Excerpt →
»»
Twitter has 262 million monthly active users internationally, almost four times more than its base in the United States. Its most recent Letter to Shareholders trumpeting growth in daily active users does not contain numbers of African users; it doesn't even mention the continent besides a passive nod to "improvement"insome EMEA (Europe, Middle East and Africa) markets.

Last September, Twitter promised to deal with bots and Russian trolls that manipulated voters during the 2016 U.S. election, then announced more transparency for political and issue-based ads a month later. In December, Twitter introduced restrictions "to curb the spread of terrorist content online," including a partnership with other tech companies and nonprofits in Europe and the United States but didn't mention any efforts in Africa where Boko Haram and al-Shabab operate. "We are committed to ensuring that Twitter is safe and secure for all users and serves to advance healthy civic discussion and engagement," it said in January but focused on plans for the midterm elections only in the United States.

Africa, home to an impressive 2,144 languages, does not have a Twitter office.

On the language support front, I have tweeted nearly 60,000 times in English, Swahili, French, Luo and Kikuyu. That breaks down to an average of 19 tweets every day (making it impossible for me to convince anybody that I have a life, but I promise I do!). I get abuse in all five languages, but I can only get support in the two Western ones - French and English. Swahili alone is spoken by approximately one-tenth of the continent's 1 billion people - but Twitter incorrectly identifies tweets sent in Swahili as Indonesian.

Twitter is making deliberate steps to combat bots in the United States and Europe partly because of strong regulators. But bots have also poisoned the discourse in Africa, where the firm pays little to no attention. Before South Africa's African National Congress chose its new leader in December, bots rained down on timelines with partisan messaging leaving citizens shocked. In Kenya's two presidential elections in 2017, the two main parties actively used bots to sway voters, spread propaganda and smear their opponents. President Uhuru Kenyatta's team has even hired the British psychographics firm Cambridge Analytica, which brags on its website that it "uses data to change audience behavior," to win the past two elections.

The service seems to only want to be a safe space for highly influential New York media types, the Silicon Valley crowd and the Washington establishment. In Europe, it is actively trying to assuage vigilant European Union regulators, by launching campaigns to promote civility, but it has not done the same for the rest of us in the developing world.

African governments and regulators are making very little effort to demand higher standards of global Internet companies such as Twitter. In most cases, there are barely any regulatory frameworks for the Internet to start with. When European and American regulators are applying strict controls to major tech firms such as Microsoft and Google, their African counterparts are falling over themselves to attract them to their respective countries, compounding the problem.

Twitter is still a force for good, even in this forgotten part of the world where it is used to hold public officials accountable, amplify important causes in society and to connect people across borders. "This service needs to survive," one user responded to Dorsey. "There's value here, it's just obscured by all the nonsense." I don't have all the answers about how Twitter will measure what counts as healthy debate or how it will regulate violations of its hateful-conduct policy without limiting free speech, but it is hopelessly broken and often tone-deaf.

As a global platform, Twitter must do better. And to do so, it must start by seeing all of us.

Madowo is a Kenyan broadcast journalist and writer.
««
Extracted records →
»»
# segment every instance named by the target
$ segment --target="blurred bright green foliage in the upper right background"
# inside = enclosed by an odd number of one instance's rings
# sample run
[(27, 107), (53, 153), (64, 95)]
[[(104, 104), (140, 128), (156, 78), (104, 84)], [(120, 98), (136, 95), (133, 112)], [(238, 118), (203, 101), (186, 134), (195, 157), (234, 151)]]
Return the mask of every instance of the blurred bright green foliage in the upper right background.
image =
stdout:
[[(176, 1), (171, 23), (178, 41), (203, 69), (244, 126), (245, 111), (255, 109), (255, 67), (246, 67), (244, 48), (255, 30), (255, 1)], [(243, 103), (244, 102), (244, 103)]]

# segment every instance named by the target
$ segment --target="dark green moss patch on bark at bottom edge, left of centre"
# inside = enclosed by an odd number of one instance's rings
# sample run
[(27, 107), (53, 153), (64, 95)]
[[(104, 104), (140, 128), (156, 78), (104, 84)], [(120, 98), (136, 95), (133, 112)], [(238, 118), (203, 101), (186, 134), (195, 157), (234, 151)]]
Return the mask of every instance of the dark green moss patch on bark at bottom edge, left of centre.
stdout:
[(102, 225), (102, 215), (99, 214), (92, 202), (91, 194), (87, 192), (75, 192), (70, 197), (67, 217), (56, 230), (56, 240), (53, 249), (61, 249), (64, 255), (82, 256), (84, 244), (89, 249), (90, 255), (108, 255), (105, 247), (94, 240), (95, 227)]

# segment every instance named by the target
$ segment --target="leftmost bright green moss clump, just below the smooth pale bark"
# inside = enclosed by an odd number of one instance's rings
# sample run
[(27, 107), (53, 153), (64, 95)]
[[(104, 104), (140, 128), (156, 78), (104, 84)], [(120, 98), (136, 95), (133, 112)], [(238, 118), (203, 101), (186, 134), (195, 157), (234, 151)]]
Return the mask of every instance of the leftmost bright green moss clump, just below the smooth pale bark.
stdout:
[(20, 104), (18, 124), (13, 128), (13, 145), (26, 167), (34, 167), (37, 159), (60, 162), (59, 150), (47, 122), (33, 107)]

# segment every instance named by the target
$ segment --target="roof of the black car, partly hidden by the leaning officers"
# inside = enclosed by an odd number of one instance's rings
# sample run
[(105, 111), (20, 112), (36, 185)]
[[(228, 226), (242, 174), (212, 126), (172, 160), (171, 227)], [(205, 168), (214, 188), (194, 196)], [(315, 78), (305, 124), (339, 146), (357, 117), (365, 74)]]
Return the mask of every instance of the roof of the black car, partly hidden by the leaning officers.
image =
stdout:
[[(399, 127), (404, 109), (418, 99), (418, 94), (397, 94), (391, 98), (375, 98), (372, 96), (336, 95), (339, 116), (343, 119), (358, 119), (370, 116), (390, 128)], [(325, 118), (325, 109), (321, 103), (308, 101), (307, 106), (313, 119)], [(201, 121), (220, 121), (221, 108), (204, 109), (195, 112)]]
««
Tasks to perform →
1. Name the languages the writer of the piece on Twitter in Africa says they have tweeted in.
2. Render this sentence from the piece on Twitter in Africa in Spanish: "Africa, home to an impressive 2,144 languages, does not have a Twitter office."

Per-task answers →
1. English, Swahili, French, Luo, Kikuyu

2. África, hogar de unas impresionantes 2.144 lenguas, no tiene una oficina de Twitter.